Extracted data:
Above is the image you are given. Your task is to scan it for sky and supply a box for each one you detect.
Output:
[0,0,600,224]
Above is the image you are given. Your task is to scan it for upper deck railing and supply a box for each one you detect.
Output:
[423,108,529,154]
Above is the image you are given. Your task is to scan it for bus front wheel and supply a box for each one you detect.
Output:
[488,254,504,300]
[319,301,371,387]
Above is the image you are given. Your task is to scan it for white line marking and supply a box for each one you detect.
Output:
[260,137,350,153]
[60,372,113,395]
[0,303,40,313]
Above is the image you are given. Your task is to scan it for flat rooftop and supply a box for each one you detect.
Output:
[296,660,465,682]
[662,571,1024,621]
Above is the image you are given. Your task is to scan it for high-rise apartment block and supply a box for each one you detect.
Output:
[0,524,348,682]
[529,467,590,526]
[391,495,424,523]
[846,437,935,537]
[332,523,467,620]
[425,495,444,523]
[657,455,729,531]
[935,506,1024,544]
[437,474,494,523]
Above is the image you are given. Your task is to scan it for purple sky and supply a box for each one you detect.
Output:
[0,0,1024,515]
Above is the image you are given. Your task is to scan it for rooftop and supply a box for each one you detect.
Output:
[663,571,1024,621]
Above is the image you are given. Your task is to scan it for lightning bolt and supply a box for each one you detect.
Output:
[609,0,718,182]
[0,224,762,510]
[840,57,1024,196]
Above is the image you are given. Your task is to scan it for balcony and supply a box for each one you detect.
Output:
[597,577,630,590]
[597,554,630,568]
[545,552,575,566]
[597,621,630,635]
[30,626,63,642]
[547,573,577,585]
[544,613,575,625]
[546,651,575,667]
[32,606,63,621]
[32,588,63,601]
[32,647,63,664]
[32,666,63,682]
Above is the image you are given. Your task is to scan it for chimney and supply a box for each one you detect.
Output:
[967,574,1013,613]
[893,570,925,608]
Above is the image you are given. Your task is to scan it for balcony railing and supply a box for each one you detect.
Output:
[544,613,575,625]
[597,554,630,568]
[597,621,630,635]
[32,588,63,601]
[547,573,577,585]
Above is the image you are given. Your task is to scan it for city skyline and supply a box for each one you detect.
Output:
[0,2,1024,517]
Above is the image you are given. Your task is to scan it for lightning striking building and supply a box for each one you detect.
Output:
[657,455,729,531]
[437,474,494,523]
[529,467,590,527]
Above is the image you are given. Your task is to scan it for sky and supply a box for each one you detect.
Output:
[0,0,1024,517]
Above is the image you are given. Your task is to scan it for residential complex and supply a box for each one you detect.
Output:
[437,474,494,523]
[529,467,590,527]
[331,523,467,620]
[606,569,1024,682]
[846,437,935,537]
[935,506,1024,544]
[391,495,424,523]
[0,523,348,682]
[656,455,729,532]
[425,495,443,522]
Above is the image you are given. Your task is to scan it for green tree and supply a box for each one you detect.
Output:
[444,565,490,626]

Written task:
Rewrite everything from the line containing "it for residential" down to the end of the items, substituting "apartment complex" for "residential complex" and keeping all else the same.

Answer to this problem:
Above is the image you are given. Your task is to scan it for apartment complex and supply a box for each one you detect.
Output:
[437,474,494,523]
[529,467,590,527]
[331,523,467,620]
[606,569,1024,682]
[846,437,935,537]
[935,506,1024,544]
[391,495,424,523]
[0,523,348,682]
[656,455,729,532]
[425,495,443,522]
Above is the image you are given. Your task is to scan it for green tree and supply a box for each one you detect.
Output:
[444,565,490,626]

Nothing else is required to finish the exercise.